> **Prompt**: Set the entries down again exactly; none may be skipped.
╭──
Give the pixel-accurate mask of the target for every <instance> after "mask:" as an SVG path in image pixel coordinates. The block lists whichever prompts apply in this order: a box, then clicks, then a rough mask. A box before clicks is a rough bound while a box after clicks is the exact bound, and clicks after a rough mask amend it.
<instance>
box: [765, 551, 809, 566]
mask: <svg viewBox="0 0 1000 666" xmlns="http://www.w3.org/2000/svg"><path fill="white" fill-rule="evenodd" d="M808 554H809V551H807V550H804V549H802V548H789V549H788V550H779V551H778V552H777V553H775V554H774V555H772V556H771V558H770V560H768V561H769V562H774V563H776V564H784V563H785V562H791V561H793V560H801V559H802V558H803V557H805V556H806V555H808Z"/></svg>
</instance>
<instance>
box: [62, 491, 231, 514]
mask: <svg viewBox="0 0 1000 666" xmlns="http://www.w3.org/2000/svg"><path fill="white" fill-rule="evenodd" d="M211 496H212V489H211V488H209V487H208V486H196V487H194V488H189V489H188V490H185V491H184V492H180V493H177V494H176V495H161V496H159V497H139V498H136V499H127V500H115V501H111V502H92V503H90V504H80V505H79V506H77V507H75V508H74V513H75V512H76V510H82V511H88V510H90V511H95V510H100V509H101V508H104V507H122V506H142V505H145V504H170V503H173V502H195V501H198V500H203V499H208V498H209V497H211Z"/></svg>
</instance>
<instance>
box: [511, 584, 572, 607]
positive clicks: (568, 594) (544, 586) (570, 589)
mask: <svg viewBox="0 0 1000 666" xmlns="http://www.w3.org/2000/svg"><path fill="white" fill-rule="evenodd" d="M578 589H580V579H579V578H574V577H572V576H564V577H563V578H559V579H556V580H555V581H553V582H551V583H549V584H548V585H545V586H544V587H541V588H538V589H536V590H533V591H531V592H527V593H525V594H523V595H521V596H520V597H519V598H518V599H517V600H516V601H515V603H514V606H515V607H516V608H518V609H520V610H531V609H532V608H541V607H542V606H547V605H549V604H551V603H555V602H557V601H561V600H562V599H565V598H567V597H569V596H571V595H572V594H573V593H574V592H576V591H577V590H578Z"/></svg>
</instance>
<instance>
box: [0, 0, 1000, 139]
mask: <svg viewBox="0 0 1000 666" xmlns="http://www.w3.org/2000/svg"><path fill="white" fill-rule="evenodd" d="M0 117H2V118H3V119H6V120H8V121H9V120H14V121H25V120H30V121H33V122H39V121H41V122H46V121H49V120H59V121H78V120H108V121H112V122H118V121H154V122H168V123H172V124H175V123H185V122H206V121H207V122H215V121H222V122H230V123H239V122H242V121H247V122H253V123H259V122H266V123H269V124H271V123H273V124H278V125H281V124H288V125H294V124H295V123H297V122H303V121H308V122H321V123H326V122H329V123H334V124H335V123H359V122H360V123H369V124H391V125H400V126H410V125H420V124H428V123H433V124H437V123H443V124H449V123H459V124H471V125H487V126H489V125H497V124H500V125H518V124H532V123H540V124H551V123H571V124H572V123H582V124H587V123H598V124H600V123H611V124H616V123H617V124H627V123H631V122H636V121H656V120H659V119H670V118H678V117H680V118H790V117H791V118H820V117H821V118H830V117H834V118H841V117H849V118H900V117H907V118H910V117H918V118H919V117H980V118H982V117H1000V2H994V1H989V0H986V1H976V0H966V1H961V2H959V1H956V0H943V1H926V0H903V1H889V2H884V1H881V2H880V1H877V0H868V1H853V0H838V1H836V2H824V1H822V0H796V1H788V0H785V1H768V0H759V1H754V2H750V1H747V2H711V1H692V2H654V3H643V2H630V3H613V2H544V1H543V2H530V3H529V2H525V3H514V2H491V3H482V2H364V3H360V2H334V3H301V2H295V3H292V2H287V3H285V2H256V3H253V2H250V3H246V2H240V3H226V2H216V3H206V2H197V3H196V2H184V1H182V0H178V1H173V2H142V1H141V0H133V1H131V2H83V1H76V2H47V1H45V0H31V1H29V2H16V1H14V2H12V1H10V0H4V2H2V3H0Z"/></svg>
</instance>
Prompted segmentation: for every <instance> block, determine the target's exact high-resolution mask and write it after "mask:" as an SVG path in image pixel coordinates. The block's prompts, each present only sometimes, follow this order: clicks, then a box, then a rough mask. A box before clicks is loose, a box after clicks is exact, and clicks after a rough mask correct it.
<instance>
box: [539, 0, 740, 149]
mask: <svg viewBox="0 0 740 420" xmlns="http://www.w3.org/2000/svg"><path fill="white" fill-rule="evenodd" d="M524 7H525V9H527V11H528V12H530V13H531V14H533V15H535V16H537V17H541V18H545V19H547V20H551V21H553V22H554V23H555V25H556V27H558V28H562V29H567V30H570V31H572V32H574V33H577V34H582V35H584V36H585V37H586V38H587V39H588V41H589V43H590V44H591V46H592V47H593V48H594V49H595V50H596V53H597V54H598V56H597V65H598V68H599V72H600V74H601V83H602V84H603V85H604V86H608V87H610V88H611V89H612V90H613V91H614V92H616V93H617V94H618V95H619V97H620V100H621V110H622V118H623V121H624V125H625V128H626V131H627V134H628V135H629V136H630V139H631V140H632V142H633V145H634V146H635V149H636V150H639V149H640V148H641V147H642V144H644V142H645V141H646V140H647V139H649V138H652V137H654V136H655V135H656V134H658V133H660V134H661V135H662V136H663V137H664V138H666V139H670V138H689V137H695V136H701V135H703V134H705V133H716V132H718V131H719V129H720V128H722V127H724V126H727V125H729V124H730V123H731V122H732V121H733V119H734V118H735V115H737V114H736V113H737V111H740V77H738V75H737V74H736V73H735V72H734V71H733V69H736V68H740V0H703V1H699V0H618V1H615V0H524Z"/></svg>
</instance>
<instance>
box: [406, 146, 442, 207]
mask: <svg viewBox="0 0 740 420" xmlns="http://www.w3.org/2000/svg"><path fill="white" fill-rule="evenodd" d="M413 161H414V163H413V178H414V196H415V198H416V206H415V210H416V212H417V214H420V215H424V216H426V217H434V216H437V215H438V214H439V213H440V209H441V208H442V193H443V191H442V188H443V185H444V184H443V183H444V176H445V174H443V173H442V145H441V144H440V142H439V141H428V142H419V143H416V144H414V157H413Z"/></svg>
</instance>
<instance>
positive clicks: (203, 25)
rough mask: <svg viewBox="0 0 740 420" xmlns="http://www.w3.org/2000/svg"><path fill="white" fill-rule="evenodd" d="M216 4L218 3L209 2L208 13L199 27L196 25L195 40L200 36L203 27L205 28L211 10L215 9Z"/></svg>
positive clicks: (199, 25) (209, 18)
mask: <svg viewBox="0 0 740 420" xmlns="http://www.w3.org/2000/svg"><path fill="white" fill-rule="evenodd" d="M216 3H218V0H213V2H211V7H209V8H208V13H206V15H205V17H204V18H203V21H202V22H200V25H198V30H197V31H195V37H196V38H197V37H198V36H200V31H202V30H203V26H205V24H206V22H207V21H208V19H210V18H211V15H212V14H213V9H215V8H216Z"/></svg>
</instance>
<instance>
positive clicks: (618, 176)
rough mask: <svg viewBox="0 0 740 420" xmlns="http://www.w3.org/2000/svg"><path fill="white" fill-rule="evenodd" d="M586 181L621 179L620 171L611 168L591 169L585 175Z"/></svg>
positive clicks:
╰──
> **Response**:
Give the pixel-accurate mask of the target for every <instance> after "mask:" as an SVG path in image pixel coordinates. The block lists whichever prompts apply in this order: a box, then clicks, then a rough mask. A box before clicks is a rough bound while a box after clicks is the exact bound, and clicks after a rough mask amend it.
<instance>
box: [765, 551, 809, 566]
mask: <svg viewBox="0 0 1000 666" xmlns="http://www.w3.org/2000/svg"><path fill="white" fill-rule="evenodd" d="M808 554H809V551H807V550H804V549H802V548H789V549H788V550H779V551H778V552H777V553H775V554H774V555H772V556H771V558H770V560H768V561H769V562H774V563H776V564H784V563H785V562H791V561H793V560H801V559H802V558H803V557H805V556H806V555H808Z"/></svg>
</instance>
<instance>
box: [62, 491, 231, 514]
mask: <svg viewBox="0 0 1000 666" xmlns="http://www.w3.org/2000/svg"><path fill="white" fill-rule="evenodd" d="M211 496H212V489H211V488H209V487H208V486H196V487H194V488H189V489H188V490H185V491H184V492H180V493H177V494H176V495H161V496H159V497H139V498H136V499H127V500H115V501H111V502H92V503H90V504H80V505H79V506H77V507H75V508H74V513H75V512H76V510H82V511H88V510H90V511H95V510H100V509H101V508H104V507H122V506H142V505H145V504H170V503H173V502H195V501H198V500H203V499H208V498H209V497H211Z"/></svg>
</instance>
<instance>
box: [511, 584, 572, 607]
positive clicks: (568, 594) (544, 586) (570, 589)
mask: <svg viewBox="0 0 1000 666" xmlns="http://www.w3.org/2000/svg"><path fill="white" fill-rule="evenodd" d="M578 589H580V579H579V578H574V577H572V576H564V577H563V578H559V579H556V580H555V581H553V582H551V583H549V584H548V585H545V586H544V587H541V588H538V589H536V590H533V591H531V592H527V593H525V594H523V595H521V596H520V597H519V598H518V599H517V600H516V601H515V603H514V606H515V607H516V608H518V609H520V610H531V609H532V608H541V607H542V606H547V605H549V604H551V603H555V602H557V601H561V600H562V599H565V598H567V597H569V596H571V595H572V594H573V593H574V592H576V591H577V590H578Z"/></svg>
</instance>
<instance>
box: [0, 0, 1000, 139]
mask: <svg viewBox="0 0 1000 666" xmlns="http://www.w3.org/2000/svg"><path fill="white" fill-rule="evenodd" d="M0 117H2V118H3V119H6V120H8V121H9V120H14V121H25V120H30V121H33V122H39V121H41V122H46V121H49V120H59V121H78V120H108V121H112V122H118V121H154V122H168V123H172V124H175V123H185V122H206V121H207V122H215V121H222V122H230V123H239V122H242V121H247V122H253V123H259V122H266V123H269V124H271V123H273V124H278V125H281V124H288V125H294V124H295V123H297V122H303V121H308V122H321V123H326V122H329V123H334V124H335V123H359V122H360V123H369V124H391V125H400V126H410V125H420V124H428V123H433V124H437V123H443V124H449V123H459V124H471V125H487V126H489V125H497V124H500V125H518V124H532V123H540V124H551V123H571V124H572V123H582V124H587V123H598V124H600V123H611V124H616V123H617V124H627V123H631V122H636V121H656V120H659V119H670V118H678V117H680V118H790V117H791V118H820V117H821V118H830V117H834V118H841V117H849V118H900V117H907V118H910V117H918V118H919V117H980V118H982V117H1000V2H994V1H989V0H986V1H976V0H966V1H961V2H959V1H956V0H943V1H926V0H903V1H889V2H884V1H881V2H880V1H877V0H868V1H853V0H838V1H836V2H824V1H822V0H796V1H788V0H785V1H768V0H759V1H754V2H750V1H747V2H711V1H692V2H654V3H643V2H630V3H613V2H544V1H543V2H530V3H529V2H525V3H514V2H491V3H482V2H364V3H360V2H334V3H301V2H295V3H292V2H287V3H285V2H256V3H253V2H250V3H246V2H240V3H226V2H216V3H206V2H197V3H196V2H184V1H182V0H178V1H173V2H142V1H141V0H133V1H131V2H83V1H76V2H47V1H45V0H31V1H29V2H16V1H14V2H12V1H10V0H4V2H2V3H0Z"/></svg>
</instance>
Prompted segmentation: for every <instance> block, determine the target's exact high-resolution mask and write it after "mask:" as an SVG path in image pixel coordinates. The block's prompts, each present only sometimes, follow this order: clicks, then a box, then a rough mask. A box before clicks is loose, a box after clicks is exact, and clicks after a rough mask correct it.
<instance>
box: [539, 0, 740, 149]
mask: <svg viewBox="0 0 740 420" xmlns="http://www.w3.org/2000/svg"><path fill="white" fill-rule="evenodd" d="M524 7H525V9H527V11H528V12H530V13H531V14H533V15H535V16H537V17H541V18H545V19H547V20H551V21H553V22H554V23H555V25H556V27H558V28H562V29H567V30H570V31H572V32H574V33H577V34H582V35H584V36H585V37H586V38H587V39H588V41H589V43H590V44H591V46H592V47H593V48H594V49H595V50H596V53H597V54H598V56H597V65H598V68H599V72H600V74H601V83H602V84H603V85H604V86H608V87H610V88H611V89H612V90H613V91H614V92H616V93H617V94H618V95H619V97H620V100H621V110H622V118H623V121H624V125H625V128H626V131H627V134H628V135H629V136H630V139H631V140H632V142H633V145H634V146H635V149H636V150H639V149H640V148H641V147H642V144H644V142H645V141H646V140H647V139H649V138H652V137H654V136H655V135H656V134H658V133H660V134H661V135H662V136H663V137H664V138H666V139H670V138H689V137H695V136H701V135H703V134H705V133H716V132H718V131H719V129H720V128H722V127H724V126H727V125H729V124H730V123H731V122H732V121H733V119H734V118H735V115H737V114H736V113H737V111H740V77H738V75H737V74H736V73H735V72H734V71H733V69H736V68H740V0H703V1H699V0H618V1H615V0H524Z"/></svg>
</instance>
<instance>
box: [406, 146, 442, 207]
mask: <svg viewBox="0 0 740 420" xmlns="http://www.w3.org/2000/svg"><path fill="white" fill-rule="evenodd" d="M413 161H414V163H413V178H414V196H415V198H416V206H415V210H416V212H417V214H420V215H424V216H426V217H434V216H437V215H438V214H439V213H440V209H441V208H442V193H443V191H442V188H443V185H444V184H443V183H444V176H445V174H443V173H442V145H441V144H440V142H439V141H428V142H419V143H416V144H414V157H413Z"/></svg>
</instance>
<instance>
positive clicks: (203, 25)
rough mask: <svg viewBox="0 0 740 420" xmlns="http://www.w3.org/2000/svg"><path fill="white" fill-rule="evenodd" d="M216 4L218 3L209 2L208 13L199 27L196 25L195 40L200 36L203 27L205 28L211 10L215 9Z"/></svg>
positive clicks: (199, 25) (209, 18)
mask: <svg viewBox="0 0 740 420" xmlns="http://www.w3.org/2000/svg"><path fill="white" fill-rule="evenodd" d="M216 3H218V0H213V2H211V7H209V8H208V13H206V15H205V17H204V18H203V21H202V22H200V25H198V30H197V31H195V37H196V38H197V37H198V36H200V31H202V30H203V26H205V24H206V22H207V21H208V19H210V18H211V15H212V14H213V9H215V8H216Z"/></svg>
</instance>
<instance>
positive clicks: (618, 176)
rough mask: <svg viewBox="0 0 740 420" xmlns="http://www.w3.org/2000/svg"><path fill="white" fill-rule="evenodd" d="M586 181L621 179L620 171L611 168L591 169L585 175Z"/></svg>
positive clicks:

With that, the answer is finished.